• Exercise input
::::::::

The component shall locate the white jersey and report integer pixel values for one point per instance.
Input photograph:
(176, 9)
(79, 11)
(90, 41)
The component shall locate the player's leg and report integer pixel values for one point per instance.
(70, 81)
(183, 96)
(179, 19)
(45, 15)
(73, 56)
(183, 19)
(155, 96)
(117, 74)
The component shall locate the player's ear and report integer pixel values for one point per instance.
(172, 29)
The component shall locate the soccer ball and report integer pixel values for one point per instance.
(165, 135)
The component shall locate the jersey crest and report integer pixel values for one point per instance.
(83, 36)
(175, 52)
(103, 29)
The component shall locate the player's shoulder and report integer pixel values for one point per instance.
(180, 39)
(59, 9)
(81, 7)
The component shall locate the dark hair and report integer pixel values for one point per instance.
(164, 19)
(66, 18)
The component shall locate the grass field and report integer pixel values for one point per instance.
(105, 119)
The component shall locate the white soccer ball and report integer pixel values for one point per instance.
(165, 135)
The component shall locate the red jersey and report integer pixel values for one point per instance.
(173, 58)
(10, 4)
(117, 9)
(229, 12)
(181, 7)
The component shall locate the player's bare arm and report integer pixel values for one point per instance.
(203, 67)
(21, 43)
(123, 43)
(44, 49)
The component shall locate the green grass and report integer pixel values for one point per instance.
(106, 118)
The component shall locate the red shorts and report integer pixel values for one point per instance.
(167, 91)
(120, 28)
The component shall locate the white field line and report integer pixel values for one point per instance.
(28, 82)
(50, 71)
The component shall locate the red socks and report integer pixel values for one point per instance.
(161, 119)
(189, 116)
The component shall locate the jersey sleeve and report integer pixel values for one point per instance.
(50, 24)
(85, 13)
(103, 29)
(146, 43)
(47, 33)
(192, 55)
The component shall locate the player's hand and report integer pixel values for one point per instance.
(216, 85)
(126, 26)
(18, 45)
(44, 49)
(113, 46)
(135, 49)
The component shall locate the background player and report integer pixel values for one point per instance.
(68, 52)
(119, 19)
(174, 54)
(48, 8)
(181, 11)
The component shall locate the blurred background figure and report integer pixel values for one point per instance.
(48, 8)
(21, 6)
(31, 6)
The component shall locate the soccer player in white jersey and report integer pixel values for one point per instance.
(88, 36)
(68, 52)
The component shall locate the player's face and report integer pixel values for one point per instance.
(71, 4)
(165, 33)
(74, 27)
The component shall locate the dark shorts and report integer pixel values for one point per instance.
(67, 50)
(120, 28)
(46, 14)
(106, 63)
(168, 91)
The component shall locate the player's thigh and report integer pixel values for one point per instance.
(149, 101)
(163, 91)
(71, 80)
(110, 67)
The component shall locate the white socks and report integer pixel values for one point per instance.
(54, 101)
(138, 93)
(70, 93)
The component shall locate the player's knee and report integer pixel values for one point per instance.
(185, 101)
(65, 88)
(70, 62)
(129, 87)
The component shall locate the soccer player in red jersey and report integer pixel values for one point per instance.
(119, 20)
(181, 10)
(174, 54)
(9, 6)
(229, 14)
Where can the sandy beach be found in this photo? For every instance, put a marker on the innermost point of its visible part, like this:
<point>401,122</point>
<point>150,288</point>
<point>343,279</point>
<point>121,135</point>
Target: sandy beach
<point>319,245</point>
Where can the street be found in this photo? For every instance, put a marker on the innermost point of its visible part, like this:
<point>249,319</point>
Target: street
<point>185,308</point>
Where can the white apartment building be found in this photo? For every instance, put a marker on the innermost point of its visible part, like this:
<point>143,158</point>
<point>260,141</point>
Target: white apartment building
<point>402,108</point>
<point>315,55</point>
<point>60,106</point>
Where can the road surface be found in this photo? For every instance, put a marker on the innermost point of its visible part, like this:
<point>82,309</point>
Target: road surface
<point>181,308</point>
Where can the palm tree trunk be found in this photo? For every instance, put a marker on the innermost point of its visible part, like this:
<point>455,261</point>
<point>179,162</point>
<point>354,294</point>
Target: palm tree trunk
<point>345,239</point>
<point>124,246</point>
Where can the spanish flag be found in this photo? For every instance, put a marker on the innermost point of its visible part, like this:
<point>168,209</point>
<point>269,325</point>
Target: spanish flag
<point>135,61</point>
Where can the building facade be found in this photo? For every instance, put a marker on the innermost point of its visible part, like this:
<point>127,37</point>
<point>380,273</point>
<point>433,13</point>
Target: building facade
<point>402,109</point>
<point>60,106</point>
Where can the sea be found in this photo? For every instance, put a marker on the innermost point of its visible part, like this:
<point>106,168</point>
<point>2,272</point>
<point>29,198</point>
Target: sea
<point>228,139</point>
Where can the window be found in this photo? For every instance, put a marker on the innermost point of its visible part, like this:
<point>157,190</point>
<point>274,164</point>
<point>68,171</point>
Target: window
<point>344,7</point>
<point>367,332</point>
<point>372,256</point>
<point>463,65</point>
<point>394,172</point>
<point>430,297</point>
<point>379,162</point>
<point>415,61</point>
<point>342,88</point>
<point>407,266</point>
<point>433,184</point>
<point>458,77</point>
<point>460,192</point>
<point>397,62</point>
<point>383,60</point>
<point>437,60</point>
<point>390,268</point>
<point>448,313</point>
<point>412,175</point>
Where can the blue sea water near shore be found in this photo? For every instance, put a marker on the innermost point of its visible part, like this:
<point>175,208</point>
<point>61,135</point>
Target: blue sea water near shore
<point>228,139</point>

::::::::

• What to produce
Exactly as written, output all of the entries.

• Result below
The component shall locate the white jersey and report integer pixel values for one point per instance.
Input photograph:
(176, 9)
(79, 11)
(90, 41)
The component shall locate the player's leg and report integer pixel values for one point per instance.
(70, 81)
(183, 96)
(179, 19)
(45, 15)
(73, 56)
(183, 19)
(155, 96)
(117, 74)
The component shall locate the player's ear and report integer pixel values for one point per instance.
(172, 29)
The component shall locate the soccer ball and report integer pixel values for one point per instance.
(165, 135)
The component shall locate the jersey crest and report integer pixel values for one point per instance.
(83, 36)
(175, 52)
(103, 29)
The component shall locate the player's shoulder and report integer pixel values for one point per instance.
(180, 39)
(59, 9)
(81, 7)
The component shall locate the dark hair and report integer pixel values for one point per instance.
(164, 19)
(66, 18)
The component shall locate the grass field and report integer pixel values for one point per instance.
(105, 119)
The component shall locate the white soccer ball and report integer pixel values for one point per instance.
(165, 135)
The component shall locate the red jersey and report integer pixel values for one point per instance.
(173, 58)
(10, 4)
(117, 9)
(229, 12)
(181, 7)
The component shall locate the player's bare arm and report integer pixel values for one point per instance.
(203, 67)
(21, 43)
(123, 43)
(44, 49)
The component shall locate the green grass and report integer pixel values for one point per instance.
(106, 118)
The component shall locate the red shorts and report integer pixel values for one point per instance.
(167, 91)
(120, 28)
The component shall locate the white field line and report integer pixel values for one point per instance.
(28, 82)
(50, 71)
The component shall locate the red socks and report integer pixel values for one point per instance.
(161, 119)
(189, 116)
The component shall locate the jersey sleeve and report integer pixel values for one point per instance.
(50, 24)
(85, 13)
(103, 29)
(146, 43)
(47, 33)
(192, 55)
The component shall locate the player's hand and report integer pixel values for one point per instance.
(216, 85)
(126, 26)
(18, 45)
(44, 49)
(113, 46)
(135, 49)
The component shall locate the background player and report integer pixel values for one point per instance.
(68, 52)
(119, 19)
(174, 54)
(48, 8)
(181, 11)
The component shall locate the blurred background figure and report integer pixel values for one point per instance.
(48, 8)
(21, 6)
(31, 6)
The component shall locate the soccer player in white jersey and report integer pixel values for one point per instance.
(88, 36)
(68, 52)
The component shall locate the player's face and report integer pixel values for one point per instance.
(71, 4)
(165, 33)
(74, 27)
The component shall locate the dark shorts and report integer pixel values for one point per instance.
(67, 50)
(120, 28)
(46, 14)
(106, 63)
(168, 91)
The component shall locate the player's thigh and report integer pixel values for one point per instance.
(149, 101)
(163, 91)
(71, 80)
(110, 67)
The component shall locate the white socks and report integer pixel values for one point per instance.
(54, 101)
(138, 93)
(70, 93)
The component shall locate the player's knee and report integer pixel values for one point per instance.
(185, 101)
(65, 88)
(70, 62)
(129, 87)
The component shall locate the soccer player in red jersey and report integer pixel values for one point per instance.
(119, 20)
(181, 10)
(174, 54)
(9, 6)
(229, 14)
Where can the sandy beach be found in this photo? For every instance, put a marker on the innermost point of its visible part, like this:
<point>401,122</point>
<point>150,288</point>
<point>343,279</point>
<point>121,135</point>
Target: sandy beach
<point>319,245</point>
Where can the street be found in this photo? For every instance, put a marker on the innermost point of its visible part, like this:
<point>249,319</point>
Target: street
<point>185,308</point>
Where can the white apartment building be found in this photo? For every instance, put a marker on the innermost point of its visible part, like this:
<point>143,158</point>
<point>260,141</point>
Target: white apartment building
<point>402,108</point>
<point>315,55</point>
<point>60,106</point>
Where can the road surface be found in this photo? For every instance, put a marker on the innermost point of its visible part, like this:
<point>82,309</point>
Target: road surface
<point>181,308</point>
Where can the palm tree trunk be found in this photo? For every instance, put a marker on the innermost point of its visible part, like this:
<point>455,261</point>
<point>179,162</point>
<point>354,294</point>
Target: palm tree trunk
<point>345,239</point>
<point>124,246</point>
Where can the spanish flag be found in this photo? For every instance, put a marker on the innermost point of its visible part, like this:
<point>168,209</point>
<point>269,325</point>
Target: spanish flag
<point>135,61</point>
Where can the building facade be found in this photo? For every instance, put a marker on the innermost point of its visible part, like this:
<point>127,37</point>
<point>380,273</point>
<point>433,13</point>
Target: building facade
<point>402,109</point>
<point>60,106</point>
Where can the sea be found in this photo? For every instance, put a marker on the innermost point of its visible part, like this:
<point>106,168</point>
<point>2,272</point>
<point>29,198</point>
Target: sea
<point>228,139</point>
Where can the window be found in this photo? For every instance, put a marker on the innermost point of its visible part, like this:
<point>157,190</point>
<point>274,164</point>
<point>68,171</point>
Target: window
<point>344,7</point>
<point>367,332</point>
<point>372,256</point>
<point>463,65</point>
<point>394,172</point>
<point>430,297</point>
<point>379,162</point>
<point>415,61</point>
<point>342,88</point>
<point>407,266</point>
<point>433,184</point>
<point>458,77</point>
<point>460,192</point>
<point>397,62</point>
<point>383,60</point>
<point>437,60</point>
<point>390,268</point>
<point>448,313</point>
<point>412,175</point>
Where can the blue sea water near shore be found in this photo? For every instance, put a marker on the innermost point of its visible part, like this:
<point>175,208</point>
<point>61,135</point>
Target: blue sea water near shore
<point>228,139</point>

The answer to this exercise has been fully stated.